(Data excerpts)
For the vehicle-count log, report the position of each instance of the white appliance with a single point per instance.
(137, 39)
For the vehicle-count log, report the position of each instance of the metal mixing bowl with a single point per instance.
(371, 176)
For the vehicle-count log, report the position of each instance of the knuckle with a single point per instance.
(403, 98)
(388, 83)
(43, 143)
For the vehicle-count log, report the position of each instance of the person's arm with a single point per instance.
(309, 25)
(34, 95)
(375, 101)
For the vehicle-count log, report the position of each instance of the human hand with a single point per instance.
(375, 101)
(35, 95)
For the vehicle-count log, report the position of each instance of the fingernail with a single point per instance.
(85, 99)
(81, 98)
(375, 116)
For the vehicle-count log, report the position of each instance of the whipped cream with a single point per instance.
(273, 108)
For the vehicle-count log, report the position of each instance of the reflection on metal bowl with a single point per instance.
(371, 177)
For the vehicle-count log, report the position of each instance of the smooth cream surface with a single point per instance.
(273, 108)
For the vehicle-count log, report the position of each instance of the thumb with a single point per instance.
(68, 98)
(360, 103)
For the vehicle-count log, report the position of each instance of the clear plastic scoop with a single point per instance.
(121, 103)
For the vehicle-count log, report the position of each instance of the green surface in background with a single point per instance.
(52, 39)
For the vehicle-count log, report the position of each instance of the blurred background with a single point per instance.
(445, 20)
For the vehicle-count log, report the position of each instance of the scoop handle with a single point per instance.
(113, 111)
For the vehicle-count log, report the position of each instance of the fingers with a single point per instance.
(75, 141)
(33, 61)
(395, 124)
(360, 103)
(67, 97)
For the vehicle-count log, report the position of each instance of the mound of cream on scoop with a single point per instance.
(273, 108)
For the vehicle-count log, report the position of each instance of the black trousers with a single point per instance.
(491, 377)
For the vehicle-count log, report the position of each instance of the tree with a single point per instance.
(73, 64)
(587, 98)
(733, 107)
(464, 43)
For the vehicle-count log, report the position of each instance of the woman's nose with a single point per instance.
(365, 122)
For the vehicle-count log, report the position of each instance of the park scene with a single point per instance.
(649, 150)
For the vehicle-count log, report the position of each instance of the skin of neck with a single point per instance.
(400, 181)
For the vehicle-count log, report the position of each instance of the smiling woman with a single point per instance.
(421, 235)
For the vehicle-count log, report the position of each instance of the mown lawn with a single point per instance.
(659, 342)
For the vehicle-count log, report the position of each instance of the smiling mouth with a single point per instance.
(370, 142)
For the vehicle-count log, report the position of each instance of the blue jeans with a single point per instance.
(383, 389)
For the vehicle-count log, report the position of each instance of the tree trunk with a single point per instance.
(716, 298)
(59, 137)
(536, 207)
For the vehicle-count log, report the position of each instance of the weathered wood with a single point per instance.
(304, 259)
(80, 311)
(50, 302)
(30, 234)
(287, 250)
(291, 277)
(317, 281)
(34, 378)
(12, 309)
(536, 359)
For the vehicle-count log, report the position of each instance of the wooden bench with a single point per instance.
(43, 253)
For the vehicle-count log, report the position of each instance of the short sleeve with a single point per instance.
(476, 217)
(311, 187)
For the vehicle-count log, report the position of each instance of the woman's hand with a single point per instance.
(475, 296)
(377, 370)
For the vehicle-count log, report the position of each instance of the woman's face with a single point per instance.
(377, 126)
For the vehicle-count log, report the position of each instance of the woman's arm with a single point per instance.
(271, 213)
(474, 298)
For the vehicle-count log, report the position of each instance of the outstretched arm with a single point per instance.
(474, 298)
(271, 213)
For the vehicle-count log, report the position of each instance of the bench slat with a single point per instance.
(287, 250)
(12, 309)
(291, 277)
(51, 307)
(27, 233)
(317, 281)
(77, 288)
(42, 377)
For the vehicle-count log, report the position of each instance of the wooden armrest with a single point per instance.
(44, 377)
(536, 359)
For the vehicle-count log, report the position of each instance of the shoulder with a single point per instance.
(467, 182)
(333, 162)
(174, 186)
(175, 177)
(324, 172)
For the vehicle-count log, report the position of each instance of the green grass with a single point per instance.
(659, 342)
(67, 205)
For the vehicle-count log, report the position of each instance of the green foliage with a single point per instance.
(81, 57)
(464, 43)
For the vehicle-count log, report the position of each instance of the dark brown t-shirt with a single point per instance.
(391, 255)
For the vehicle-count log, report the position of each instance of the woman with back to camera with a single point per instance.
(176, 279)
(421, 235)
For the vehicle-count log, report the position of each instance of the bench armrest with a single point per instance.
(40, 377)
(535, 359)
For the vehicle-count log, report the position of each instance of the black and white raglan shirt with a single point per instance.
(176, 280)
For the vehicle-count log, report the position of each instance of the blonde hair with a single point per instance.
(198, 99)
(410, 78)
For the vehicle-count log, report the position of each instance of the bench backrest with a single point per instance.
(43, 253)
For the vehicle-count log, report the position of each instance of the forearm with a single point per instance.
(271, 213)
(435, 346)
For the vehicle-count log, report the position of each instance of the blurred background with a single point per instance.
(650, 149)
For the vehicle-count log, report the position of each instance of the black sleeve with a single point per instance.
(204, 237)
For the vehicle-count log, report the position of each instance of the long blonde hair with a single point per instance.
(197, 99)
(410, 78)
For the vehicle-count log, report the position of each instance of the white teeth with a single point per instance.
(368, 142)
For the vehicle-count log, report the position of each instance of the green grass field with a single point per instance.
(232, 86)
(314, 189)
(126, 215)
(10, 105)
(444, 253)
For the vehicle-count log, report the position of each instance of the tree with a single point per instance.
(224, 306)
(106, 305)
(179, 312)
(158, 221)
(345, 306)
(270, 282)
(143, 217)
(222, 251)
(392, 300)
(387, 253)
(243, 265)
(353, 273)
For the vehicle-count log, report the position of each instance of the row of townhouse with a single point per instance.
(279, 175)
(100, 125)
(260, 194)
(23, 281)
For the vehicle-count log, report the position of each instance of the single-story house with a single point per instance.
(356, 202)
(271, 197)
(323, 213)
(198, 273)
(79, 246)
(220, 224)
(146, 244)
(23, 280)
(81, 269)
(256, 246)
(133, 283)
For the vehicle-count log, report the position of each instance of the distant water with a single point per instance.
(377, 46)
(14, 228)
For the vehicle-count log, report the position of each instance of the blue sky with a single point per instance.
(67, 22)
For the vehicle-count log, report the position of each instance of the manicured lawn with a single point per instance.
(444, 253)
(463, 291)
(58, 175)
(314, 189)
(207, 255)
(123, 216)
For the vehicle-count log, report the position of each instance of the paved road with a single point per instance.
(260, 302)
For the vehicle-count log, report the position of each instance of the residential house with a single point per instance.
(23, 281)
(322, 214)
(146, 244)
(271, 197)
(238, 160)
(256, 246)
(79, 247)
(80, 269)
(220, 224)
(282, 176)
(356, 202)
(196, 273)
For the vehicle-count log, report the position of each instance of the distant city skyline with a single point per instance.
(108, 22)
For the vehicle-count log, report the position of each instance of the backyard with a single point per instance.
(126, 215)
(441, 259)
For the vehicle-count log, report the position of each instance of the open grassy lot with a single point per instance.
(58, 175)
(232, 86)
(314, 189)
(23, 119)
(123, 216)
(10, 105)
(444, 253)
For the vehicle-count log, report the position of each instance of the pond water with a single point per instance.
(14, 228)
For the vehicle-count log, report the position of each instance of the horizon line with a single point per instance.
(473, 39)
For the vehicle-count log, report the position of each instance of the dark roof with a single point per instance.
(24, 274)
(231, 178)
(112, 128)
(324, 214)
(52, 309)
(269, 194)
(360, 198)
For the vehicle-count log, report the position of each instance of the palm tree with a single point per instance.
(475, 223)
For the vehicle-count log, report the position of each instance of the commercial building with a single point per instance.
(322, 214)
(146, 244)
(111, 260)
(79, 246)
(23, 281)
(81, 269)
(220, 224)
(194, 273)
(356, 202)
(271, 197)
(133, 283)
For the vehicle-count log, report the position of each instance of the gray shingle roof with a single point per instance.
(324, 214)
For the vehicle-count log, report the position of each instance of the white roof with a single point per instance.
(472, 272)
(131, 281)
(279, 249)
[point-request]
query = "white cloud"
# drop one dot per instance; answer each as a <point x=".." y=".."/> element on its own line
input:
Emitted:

> _Task to carry out_: Print exactly the lines above, starting at the line that contains "palm tree with a single point per instance." and ending with the last line of the records, both included.

> _Response below_:
For the vehicle-count log, report the position of each instance of the palm tree with a single point per instance.
(475, 223)
For the vehicle-count log, report the position of each instance of the commercial building with a single point per instance.
(322, 214)
(146, 244)
(111, 260)
(79, 246)
(23, 281)
(81, 269)
(220, 224)
(194, 273)
(356, 202)
(271, 197)
(133, 283)
For the vehicle-count log, report the position of each instance of the gray shingle roof with a single point per instance.
(324, 214)
For the vehicle-count log, report the position of each instance of the white roof with a single point per instance.
(472, 272)
(131, 281)
(279, 249)
[point-request]
query = "white cloud"
# drop one dot per instance; answer each as a <point x=".." y=".."/> element on its own line
input:
Emitted:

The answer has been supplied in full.